━━━ DOCUMENT TEXT ━━━
Painful details of variable scope mixed with classes

I’m revisiting variable scope technicalities in Python for my personal interpreter project. Some time ago, I asked about that and got the tip that CPython has a multi-pass system that figures out variables, scopes, and bindings ahead of generating byte code. I started doing similar, and I was doing great with just functions, but I realized I wasn’t managing classes with it correctly.

It’s pretty natural to delve into some really obscure stuff when you start testing for this stuff, and I can say that I’ve lost myself.

So here’s something that kind of puzzles me:

a = 1

class Foo1:
    a += 1

    def __init__(self):
        global a
        self.local_a = a + 1

    class Foo2:
        a += 100

        def __init__(self):
            global a
            self.local_a = a + 1

f = Foo1()

g = Foo1.Foo2()




It looks like Foo1 and Foo2 on first invocation will get a copy of the global a and do their own thing with their copy. The initializers grab the root level one.

If I qualify the class members with ‘global a’ then I’ll be playing with the global one at the root just fine. Otherwise, nothing happens to it. If I want Foo2 to touch the global ‘a’, I have to make it global in Foo1 as well:

class Foo1:
   global a     # Need this if I want Foo2 to see it.
━━━
TASK:
Copy the Python scope post from "If I qualify" to "Foo2 to see it.", putting "Bar2" wherever "Foo2" appears.
━━━ DATASET EXTRACT ━━━
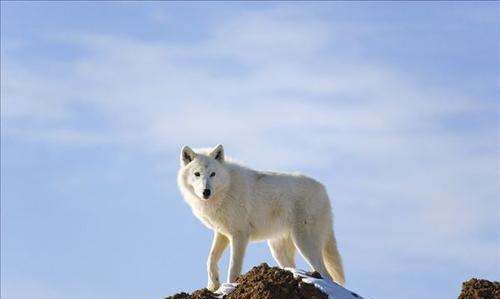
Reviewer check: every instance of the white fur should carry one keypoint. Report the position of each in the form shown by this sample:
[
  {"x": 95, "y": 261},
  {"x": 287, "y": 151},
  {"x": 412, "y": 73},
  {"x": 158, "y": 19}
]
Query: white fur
[{"x": 291, "y": 211}]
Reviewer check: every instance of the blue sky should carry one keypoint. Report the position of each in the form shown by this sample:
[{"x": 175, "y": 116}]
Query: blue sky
[{"x": 393, "y": 106}]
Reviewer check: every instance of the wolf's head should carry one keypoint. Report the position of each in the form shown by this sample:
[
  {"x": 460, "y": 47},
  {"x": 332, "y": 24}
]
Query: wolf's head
[{"x": 203, "y": 171}]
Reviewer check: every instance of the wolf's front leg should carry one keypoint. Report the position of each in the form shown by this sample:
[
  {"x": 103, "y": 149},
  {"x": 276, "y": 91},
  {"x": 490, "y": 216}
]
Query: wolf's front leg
[
  {"x": 218, "y": 245},
  {"x": 239, "y": 244}
]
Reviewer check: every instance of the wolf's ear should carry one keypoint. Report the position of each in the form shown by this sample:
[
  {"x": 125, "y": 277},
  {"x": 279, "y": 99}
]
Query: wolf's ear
[
  {"x": 218, "y": 153},
  {"x": 187, "y": 155}
]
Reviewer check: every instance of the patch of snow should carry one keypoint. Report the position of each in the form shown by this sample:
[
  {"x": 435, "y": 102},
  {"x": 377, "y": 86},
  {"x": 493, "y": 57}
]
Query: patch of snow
[
  {"x": 225, "y": 289},
  {"x": 332, "y": 289}
]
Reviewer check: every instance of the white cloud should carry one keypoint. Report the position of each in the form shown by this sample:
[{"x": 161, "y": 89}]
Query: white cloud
[{"x": 256, "y": 85}]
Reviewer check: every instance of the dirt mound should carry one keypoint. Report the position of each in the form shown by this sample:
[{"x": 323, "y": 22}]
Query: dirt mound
[
  {"x": 264, "y": 282},
  {"x": 480, "y": 289}
]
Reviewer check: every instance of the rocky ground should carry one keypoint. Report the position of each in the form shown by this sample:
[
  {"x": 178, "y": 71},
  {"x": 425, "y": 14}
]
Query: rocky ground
[
  {"x": 264, "y": 282},
  {"x": 480, "y": 289}
]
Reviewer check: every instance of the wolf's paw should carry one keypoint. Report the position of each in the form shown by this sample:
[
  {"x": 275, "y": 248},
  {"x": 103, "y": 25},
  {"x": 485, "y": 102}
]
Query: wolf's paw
[{"x": 213, "y": 285}]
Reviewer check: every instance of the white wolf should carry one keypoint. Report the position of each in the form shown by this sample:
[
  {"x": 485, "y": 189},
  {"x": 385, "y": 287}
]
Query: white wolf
[{"x": 242, "y": 205}]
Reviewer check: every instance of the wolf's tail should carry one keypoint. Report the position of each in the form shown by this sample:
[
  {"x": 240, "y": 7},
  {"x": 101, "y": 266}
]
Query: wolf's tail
[{"x": 333, "y": 260}]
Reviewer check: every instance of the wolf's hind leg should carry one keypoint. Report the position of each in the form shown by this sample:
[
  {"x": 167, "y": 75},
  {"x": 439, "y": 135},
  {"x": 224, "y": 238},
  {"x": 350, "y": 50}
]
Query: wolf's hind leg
[
  {"x": 283, "y": 251},
  {"x": 311, "y": 251}
]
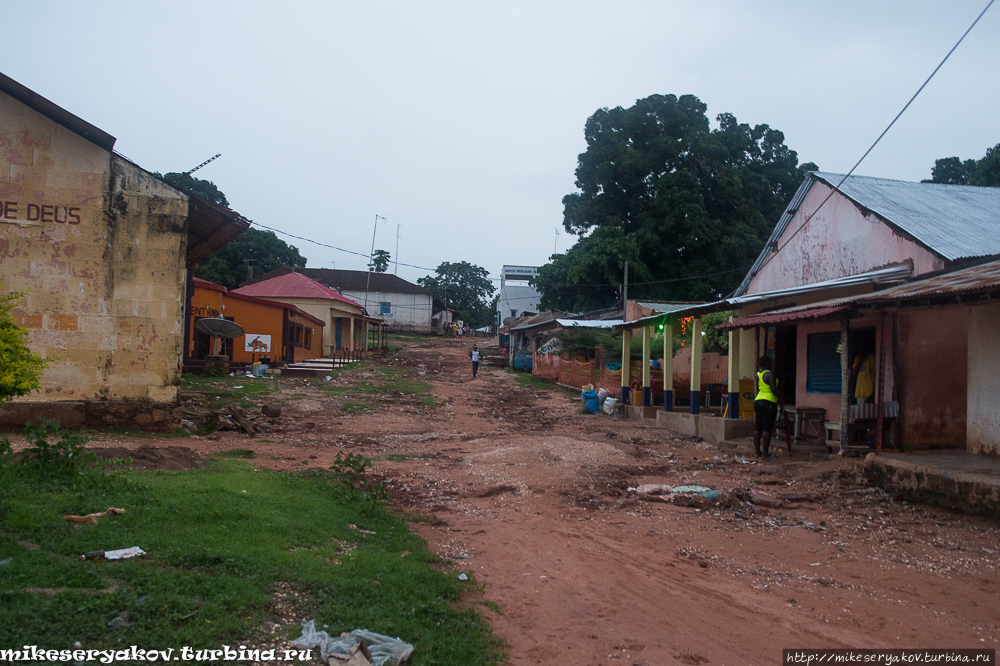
━━━
OUTPUT FOR THIS TASK:
If I qualify the class members with ‘global a’ then I’ll be playing with the global one at the root just fine. Otherwise, nothing happens to it. If I want Bar2 to touch the global ‘a’, I have to make it global in Foo1 as well:

class Foo1:
   global a     # Need this if I want Bar2 to see it.